**TAREFAS A REALIZAR**
**1)** Reescreva o trecho sobre o GPA começando em "Além deles, Ronaldo" e seguindo até "é bastante pulverizado.", trocando "pulverizado" por "disperso".
**2)** Reproduza integralmente as linhas da listagem, começando pela linha com "Please drop a marker on every instance of the area" e seguindo até a linha com "<point>148,282</point>", ambas incluídas. Multiplique cada coordenada por 1,1 e arredonde o resultado para número inteiro, com as metades arredondadas para cima.

**TRECHO FORNECIDO**
################

De um jeito bem mineiro, o grupo vem ampliando aos poucos sua sua participação na varejista. Até que em julho, eles já detinham 18% da companhia – se aproximando da fatia de 22,5% do francês Casino, ex-controlador do GPA e até hoje o maior acionista.
Além deles, Ronaldo Iabrudi e seu grupo têm 12% e Nuveen, 8%. O investidor Rafael Ferri detém algo em torno de 1,5% mas, junto com seu grupo, chega a perto de 5,5%. O restante do capital é bastante pulverizado.
A aposta do mercado agora é de que os mineiros vão avançar para uma fatia maior do GPA e assumir o controle da rede. Expectativa respaldada pelo fato de que os franceses já tratam a empresa como um ativo a ser vendido. Mas isso não quer dizer que os Coelho Diniz estejam com o queijo e a faca na mão.

################

**Registros de identificação de posição**
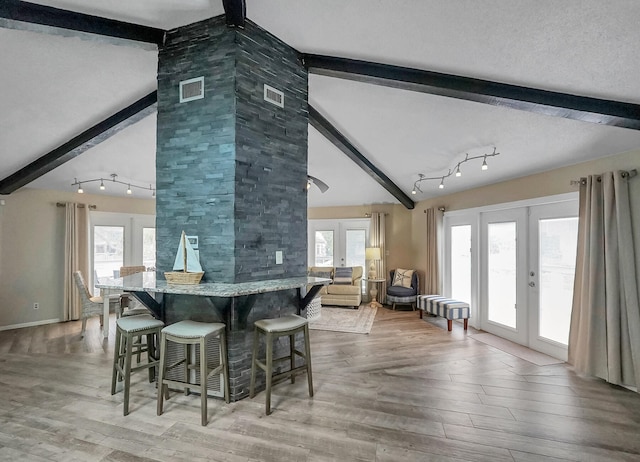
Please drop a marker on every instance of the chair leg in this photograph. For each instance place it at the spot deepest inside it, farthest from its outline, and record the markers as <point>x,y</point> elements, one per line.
<point>116,362</point>
<point>187,358</point>
<point>252,384</point>
<point>225,369</point>
<point>292,356</point>
<point>203,380</point>
<point>269,372</point>
<point>307,358</point>
<point>128,338</point>
<point>161,372</point>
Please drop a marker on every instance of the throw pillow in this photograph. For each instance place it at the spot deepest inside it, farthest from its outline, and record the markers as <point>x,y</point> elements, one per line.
<point>343,275</point>
<point>402,278</point>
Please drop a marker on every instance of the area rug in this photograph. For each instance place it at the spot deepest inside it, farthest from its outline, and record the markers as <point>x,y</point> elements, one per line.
<point>345,320</point>
<point>514,349</point>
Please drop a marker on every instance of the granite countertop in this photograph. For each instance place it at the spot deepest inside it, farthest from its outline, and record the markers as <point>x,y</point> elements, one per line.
<point>148,282</point>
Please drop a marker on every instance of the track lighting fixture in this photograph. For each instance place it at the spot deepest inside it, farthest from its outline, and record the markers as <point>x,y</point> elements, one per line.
<point>456,169</point>
<point>114,179</point>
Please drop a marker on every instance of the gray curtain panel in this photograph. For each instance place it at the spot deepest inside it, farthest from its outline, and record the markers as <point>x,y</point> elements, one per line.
<point>604,339</point>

################

**RESPOSTAS CORRETAS**
**1)**
Além deles, Ronaldo Iabrudi e seu grupo têm 12% e Nuveen, 8%. O investidor Rafael Ferri detém algo em torno de 1,5% mas, junto com seu grupo, chega a perto de 5,5%. O restante do capital é bastante disperso.

**2)**
Please drop a marker on every instance of the area rug in this photograph. For each instance place it at the spot deepest inside it, farthest from its outline, and record the markers as <point>x,y</point> elements, one per line.
<point>380,352</point>
<point>565,384</point>
Please drop a marker on every instance of the granite countertop in this photograph. For each instance place it at the spot deepest inside it, farthest from its outline, and record the markers as <point>x,y</point> elements, one per line.
<point>163,310</point>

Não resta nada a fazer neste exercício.